TEXTE D'ÉTUDE »
=======

Neige - Maxence Fermine

Présentation de l'éditeur :


Au Japon, à la fin de XIXe siècle, le jeune Yuko s'adonne à l'art difficile du haïku. Désireux de perfectionner son art, il traverse les Alpes japonaises pour rencontrer un maître. Les deux hommes vont alors nouer une relation étrange, où flotte l'image obsédante d'une femme disparue dans les neiges.
Dans une langue concise et blanche, Maxence Fermine cisèle une histoire où la beauté et l'amour ont la fulgurance du haïku.
On y trouve aussi le portrait d'un Japon raffiné où, entre violence et douceur, la tradition s'affronte aux forces de la vie.

Mon Avis :

Un très court roman qui nous emmène à la source de la création poétique japonaise, dans une histoire toute simple, on suit le parcours de Yuko qui va s'initier à l'univers du haïku.

=======

DONNÉES FOURNIES »
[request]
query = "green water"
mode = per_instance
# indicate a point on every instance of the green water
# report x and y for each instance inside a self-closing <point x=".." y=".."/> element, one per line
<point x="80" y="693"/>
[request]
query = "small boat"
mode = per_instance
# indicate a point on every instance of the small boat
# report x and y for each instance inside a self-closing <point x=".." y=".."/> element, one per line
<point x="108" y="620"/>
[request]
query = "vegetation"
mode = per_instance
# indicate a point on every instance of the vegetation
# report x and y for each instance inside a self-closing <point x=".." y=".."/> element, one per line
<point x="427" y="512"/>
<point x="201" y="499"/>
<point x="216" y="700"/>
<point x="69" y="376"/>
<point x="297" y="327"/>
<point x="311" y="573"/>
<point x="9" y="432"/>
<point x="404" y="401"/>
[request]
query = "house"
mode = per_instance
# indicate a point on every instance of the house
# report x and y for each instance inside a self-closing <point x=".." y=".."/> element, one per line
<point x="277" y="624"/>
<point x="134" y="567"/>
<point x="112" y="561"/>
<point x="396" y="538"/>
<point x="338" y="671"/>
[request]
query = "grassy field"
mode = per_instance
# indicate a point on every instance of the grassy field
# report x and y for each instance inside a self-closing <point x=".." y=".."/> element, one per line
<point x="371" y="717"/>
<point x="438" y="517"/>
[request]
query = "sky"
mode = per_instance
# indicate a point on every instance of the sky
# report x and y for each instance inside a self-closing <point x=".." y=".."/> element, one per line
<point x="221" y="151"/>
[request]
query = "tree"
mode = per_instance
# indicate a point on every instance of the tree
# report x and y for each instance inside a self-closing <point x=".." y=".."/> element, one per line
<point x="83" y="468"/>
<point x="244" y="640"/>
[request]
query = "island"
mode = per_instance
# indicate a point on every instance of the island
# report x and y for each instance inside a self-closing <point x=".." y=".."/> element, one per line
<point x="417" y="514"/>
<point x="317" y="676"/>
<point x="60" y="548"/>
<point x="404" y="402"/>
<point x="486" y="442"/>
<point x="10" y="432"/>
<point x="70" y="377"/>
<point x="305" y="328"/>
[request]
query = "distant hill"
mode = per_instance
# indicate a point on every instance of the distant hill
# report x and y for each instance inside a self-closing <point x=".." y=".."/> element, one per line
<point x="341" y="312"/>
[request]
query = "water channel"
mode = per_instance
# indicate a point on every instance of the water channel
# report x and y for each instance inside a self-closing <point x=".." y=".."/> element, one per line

=======

ACTIVITÉS »
• A. Recopiez tout le passage du texte sur le roman Neige, de « Neige - Maxence » jusqu'à « fulgurance du haïku. ».
• B. Selon le texte sur le roman Neige, dans quel but Yuko traverse-t-il les Alpes japonaises ?
• C. Pour chaque affirmation, dites si elle est conforme au texte sur le roman Neige, par oui ou par non, en citant les mots décisifs du texte : (i) La langue de Maxence Fermine est décrite comme concise. (ii) Le roman est présenté comme un long récit. (iii) L'image d'une femme disparue dans les neiges flotte sur la relation entre les deux hommes.

RÉSULTATS PAR TÂCHE »
• A.
Neige - Maxence Fermine

Présentation de l'éditeur :


Au Japon, à la fin de XIXe siècle, le jeune Yuko s'adonne à l'art difficile du haïku. Désireux de perfectionner son art, il traverse les Alpes japonaises pour rencontrer un maître. Les deux hommes vont alors nouer une relation étrange, où flotte l'image obsédante d'une femme disparue dans les neiges.
Dans une langue concise et blanche, Maxence Fermine cisèle une histoire où la beauté et l'amour ont la fulgurance du haïku.

• B. Pour rencontrer un maître, car il désire perfectionner son art.

• C.
(i) Oui : « Dans une langue concise et blanche ».
(ii) Non : « Un très court roman ».
(iii) Oui : « où flotte l'image obsédante d'une femme disparue dans les neiges ».